## WHAT IS BEING ASKED:
Convert the data below into a JSON list of strings, with each line as its own string and blank lines omitted.

[Excerpts from location labeling data]
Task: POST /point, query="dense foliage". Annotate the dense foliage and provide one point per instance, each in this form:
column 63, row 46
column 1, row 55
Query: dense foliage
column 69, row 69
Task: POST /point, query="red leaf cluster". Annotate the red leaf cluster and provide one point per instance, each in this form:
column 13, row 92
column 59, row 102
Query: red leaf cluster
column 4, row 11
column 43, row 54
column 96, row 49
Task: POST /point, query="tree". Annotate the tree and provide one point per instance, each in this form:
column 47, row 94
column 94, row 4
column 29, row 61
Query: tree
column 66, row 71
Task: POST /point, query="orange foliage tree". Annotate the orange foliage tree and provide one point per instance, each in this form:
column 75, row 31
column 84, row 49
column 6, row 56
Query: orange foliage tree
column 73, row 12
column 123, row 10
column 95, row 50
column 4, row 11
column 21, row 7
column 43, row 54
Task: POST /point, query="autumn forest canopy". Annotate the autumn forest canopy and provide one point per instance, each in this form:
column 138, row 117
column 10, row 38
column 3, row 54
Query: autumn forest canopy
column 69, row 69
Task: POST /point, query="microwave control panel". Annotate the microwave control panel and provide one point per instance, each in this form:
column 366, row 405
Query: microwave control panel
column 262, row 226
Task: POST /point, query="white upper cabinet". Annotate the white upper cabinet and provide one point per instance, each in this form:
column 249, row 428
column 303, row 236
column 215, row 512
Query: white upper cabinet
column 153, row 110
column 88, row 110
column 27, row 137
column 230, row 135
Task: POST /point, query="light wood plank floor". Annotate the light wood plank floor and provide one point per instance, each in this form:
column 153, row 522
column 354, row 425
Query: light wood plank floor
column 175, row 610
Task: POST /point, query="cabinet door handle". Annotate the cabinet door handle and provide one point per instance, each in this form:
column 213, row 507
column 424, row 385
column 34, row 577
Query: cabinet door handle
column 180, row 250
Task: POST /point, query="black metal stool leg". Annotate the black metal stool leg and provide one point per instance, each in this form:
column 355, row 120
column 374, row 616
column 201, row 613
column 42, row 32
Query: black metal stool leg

## WRITTEN ANSWER:
[
  "Task: POST /point, query=\"dense foliage\". Annotate the dense foliage and provide one point per instance, each in this form:",
  "column 63, row 46",
  "column 1, row 55",
  "Query: dense foliage",
  "column 69, row 69",
  "Task: POST /point, query=\"red leaf cluster\". Annotate the red leaf cluster and provide one point per instance, each in this form:",
  "column 13, row 92",
  "column 59, row 102",
  "Query: red leaf cluster",
  "column 4, row 11",
  "column 43, row 54",
  "column 96, row 49",
  "Task: POST /point, query=\"tree\". Annotate the tree and provide one point per instance, each in this form:",
  "column 47, row 94",
  "column 94, row 4",
  "column 29, row 61",
  "Query: tree",
  "column 66, row 71",
  "Task: POST /point, query=\"orange foliage tree\". Annotate the orange foliage tree and provide one point per instance, each in this form:",
  "column 75, row 31",
  "column 84, row 49",
  "column 6, row 56",
  "Query: orange foliage tree",
  "column 73, row 12",
  "column 123, row 10",
  "column 95, row 50",
  "column 4, row 11",
  "column 21, row 7",
  "column 43, row 54",
  "Task: POST /point, query=\"autumn forest canopy\". Annotate the autumn forest canopy and provide one point per instance, each in this form:",
  "column 138, row 117",
  "column 10, row 38",
  "column 3, row 54",
  "Query: autumn forest canopy",
  "column 69, row 69",
  "Task: POST /point, query=\"microwave control panel\". Annotate the microwave control panel and provide one point per instance, each in this form:",
  "column 366, row 405",
  "Query: microwave control panel",
  "column 262, row 226",
  "Task: POST /point, query=\"white upper cabinet\". Annotate the white upper cabinet and provide one point per instance, each in this form:",
  "column 249, row 428",
  "column 303, row 236",
  "column 215, row 512",
  "Query: white upper cabinet",
  "column 153, row 110",
  "column 88, row 110",
  "column 27, row 137",
  "column 230, row 135",
  "Task: POST /point, query=\"light wood plank floor\". Annotate the light wood plank floor and provide one point per instance, each in this form:",
  "column 153, row 522",
  "column 354, row 425",
  "Query: light wood plank floor",
  "column 175, row 610",
  "Task: POST /point, query=\"cabinet door handle\". Annotate the cabinet door handle and provide one point per instance, each in this form:",
  "column 213, row 507",
  "column 424, row 385",
  "column 34, row 577",
  "Query: cabinet door handle",
  "column 180, row 250",
  "Task: POST /point, query=\"black metal stool leg\". Annotate the black metal stool leg and provide one point per instance, each in this form:",
  "column 355, row 120",
  "column 374, row 616",
  "column 201, row 613",
  "column 42, row 32",
  "Query: black metal stool leg"
]